Work to be completed: Render every one of the rows below as a Markdown table with a Number column and a Text column, leaving out any blank lines.

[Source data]
-- begin --
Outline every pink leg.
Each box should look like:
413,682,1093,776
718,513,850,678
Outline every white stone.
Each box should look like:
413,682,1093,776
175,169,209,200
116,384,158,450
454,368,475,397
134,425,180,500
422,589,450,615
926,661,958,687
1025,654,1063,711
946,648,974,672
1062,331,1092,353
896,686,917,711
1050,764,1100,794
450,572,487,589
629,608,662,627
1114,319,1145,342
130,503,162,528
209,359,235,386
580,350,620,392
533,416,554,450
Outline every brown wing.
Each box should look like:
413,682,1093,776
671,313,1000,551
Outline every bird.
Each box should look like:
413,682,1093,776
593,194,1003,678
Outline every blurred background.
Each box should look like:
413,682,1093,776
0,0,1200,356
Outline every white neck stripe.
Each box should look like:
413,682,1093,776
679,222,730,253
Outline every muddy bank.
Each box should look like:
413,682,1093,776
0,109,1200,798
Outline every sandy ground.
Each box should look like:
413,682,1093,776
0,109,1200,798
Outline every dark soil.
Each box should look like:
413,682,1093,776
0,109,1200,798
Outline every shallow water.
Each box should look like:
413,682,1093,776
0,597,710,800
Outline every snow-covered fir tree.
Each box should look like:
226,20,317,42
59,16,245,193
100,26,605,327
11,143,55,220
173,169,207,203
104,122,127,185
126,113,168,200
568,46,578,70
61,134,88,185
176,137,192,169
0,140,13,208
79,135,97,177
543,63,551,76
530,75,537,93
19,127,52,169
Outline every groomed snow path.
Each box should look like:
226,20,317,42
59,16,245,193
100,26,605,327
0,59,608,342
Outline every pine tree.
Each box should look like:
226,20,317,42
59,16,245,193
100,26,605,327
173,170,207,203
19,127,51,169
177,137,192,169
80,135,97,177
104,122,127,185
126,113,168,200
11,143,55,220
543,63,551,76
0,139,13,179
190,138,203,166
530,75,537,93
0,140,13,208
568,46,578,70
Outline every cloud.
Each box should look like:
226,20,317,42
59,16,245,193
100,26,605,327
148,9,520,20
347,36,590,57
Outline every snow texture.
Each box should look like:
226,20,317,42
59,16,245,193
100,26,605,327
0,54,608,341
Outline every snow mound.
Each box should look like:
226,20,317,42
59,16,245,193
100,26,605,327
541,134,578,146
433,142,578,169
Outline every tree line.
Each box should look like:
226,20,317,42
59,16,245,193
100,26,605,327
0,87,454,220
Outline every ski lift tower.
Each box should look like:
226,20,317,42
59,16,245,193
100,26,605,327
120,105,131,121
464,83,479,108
-- end --
Finished task:
| Number | Text |
|---|---|
| 1 | Outline every pink leg. |
| 2 | Each box should look like: |
| 3 | 413,682,1093,776 |
| 4 | 718,513,850,678 |
| 5 | Outline every white stone. |
| 6 | Each box should look like: |
| 7 | 413,682,1093,776 |
| 8 | 175,169,209,200 |
| 9 | 116,384,158,450 |
| 10 | 454,368,475,397 |
| 11 | 134,425,180,500 |
| 12 | 422,589,450,615 |
| 13 | 926,661,958,687 |
| 14 | 1025,654,1063,711 |
| 15 | 946,648,974,672 |
| 16 | 1062,331,1092,353 |
| 17 | 896,686,917,711 |
| 18 | 1050,764,1100,794 |
| 19 | 450,572,487,589 |
| 20 | 629,608,662,627 |
| 21 | 1114,319,1145,342 |
| 22 | 130,503,162,528 |
| 23 | 209,359,235,386 |
| 24 | 580,350,620,392 |
| 25 | 533,416,554,450 |
| 26 | Outline every brown wing. |
| 27 | Each box should look like: |
| 28 | 413,682,1093,776 |
| 29 | 671,313,1000,551 |
| 30 | Outline every bird. |
| 31 | Each box should look like: |
| 32 | 413,682,1093,776 |
| 33 | 593,194,1003,678 |
| 34 | Outline every blurred background. |
| 35 | Each box should look like: |
| 36 | 413,682,1093,776 |
| 37 | 0,0,1200,356 |
| 38 | Outline every white neck stripe. |
| 39 | Each box should look like: |
| 40 | 413,682,1093,776 |
| 41 | 679,222,730,253 |
| 42 | Outline every muddy bank. |
| 43 | Each box should look like: |
| 44 | 413,682,1093,776 |
| 45 | 0,109,1200,798 |
| 46 | Outline every sandy ground. |
| 47 | Each box should look like: |
| 48 | 413,682,1093,776 |
| 49 | 0,109,1200,798 |
| 50 | Outline every dark soil. |
| 51 | Each box should look like: |
| 52 | 413,682,1093,776 |
| 53 | 0,109,1200,798 |
| 54 | Outline every shallow water. |
| 55 | Each box should look like: |
| 56 | 413,682,1093,776 |
| 57 | 0,597,710,800 |
| 58 | Outline every snow-covered fir tree. |
| 59 | Each box should look like: |
| 60 | 226,20,317,42 |
| 61 | 59,16,245,193 |
| 62 | 100,26,605,327 |
| 63 | 11,143,55,220 |
| 64 | 173,169,207,203 |
| 65 | 104,122,127,185 |
| 66 | 126,113,168,200 |
| 67 | 568,46,578,70 |
| 68 | 61,134,88,185 |
| 69 | 176,137,192,169 |
| 70 | 0,140,13,208 |
| 71 | 79,135,97,177 |
| 72 | 543,63,551,76 |
| 73 | 530,75,537,93 |
| 74 | 19,127,52,169 |
| 75 | Outline every groomed snow path. |
| 76 | Each box should look like: |
| 77 | 226,20,317,42 |
| 78 | 59,16,245,193 |
| 79 | 100,26,605,327 |
| 80 | 0,59,608,342 |
| 81 | Outline every pine tree. |
| 82 | Each box should look like: |
| 83 | 226,20,317,42 |
| 84 | 59,16,245,193 |
| 85 | 100,26,605,327 |
| 86 | 173,170,207,203 |
| 87 | 19,127,51,169 |
| 88 | 177,137,192,169 |
| 89 | 80,135,97,177 |
| 90 | 104,122,127,185 |
| 91 | 126,113,168,200 |
| 92 | 11,143,55,220 |
| 93 | 543,63,551,76 |
| 94 | 0,139,13,179 |
| 95 | 190,138,203,166 |
| 96 | 530,75,537,93 |
| 97 | 0,140,13,208 |
| 98 | 568,46,578,70 |
| 99 | Outline every cloud. |
| 100 | Each box should look like: |
| 101 | 226,20,317,42 |
| 102 | 59,16,245,193 |
| 103 | 100,26,605,327 |
| 104 | 148,9,520,20 |
| 105 | 347,36,590,57 |
| 106 | Outline every snow texture. |
| 107 | Each box should look like: |
| 108 | 226,20,317,42 |
| 109 | 59,16,245,193 |
| 110 | 100,26,605,327 |
| 111 | 0,54,608,341 |
| 112 | Outline every snow mound. |
| 113 | Each box should look like: |
| 114 | 226,20,317,42 |
| 115 | 59,16,245,193 |
| 116 | 100,26,605,327 |
| 117 | 541,134,578,146 |
| 118 | 433,142,578,169 |
| 119 | Outline every tree line. |
| 120 | Each box should look like: |
| 121 | 226,20,317,42 |
| 122 | 59,16,245,193 |
| 123 | 100,26,605,327 |
| 124 | 0,87,454,220 |
| 125 | Outline every ski lift tower. |
| 126 | Each box should look like: |
| 127 | 226,20,317,42 |
| 128 | 59,16,245,193 |
| 129 | 100,26,605,327 |
| 130 | 120,105,131,121 |
| 131 | 464,83,479,108 |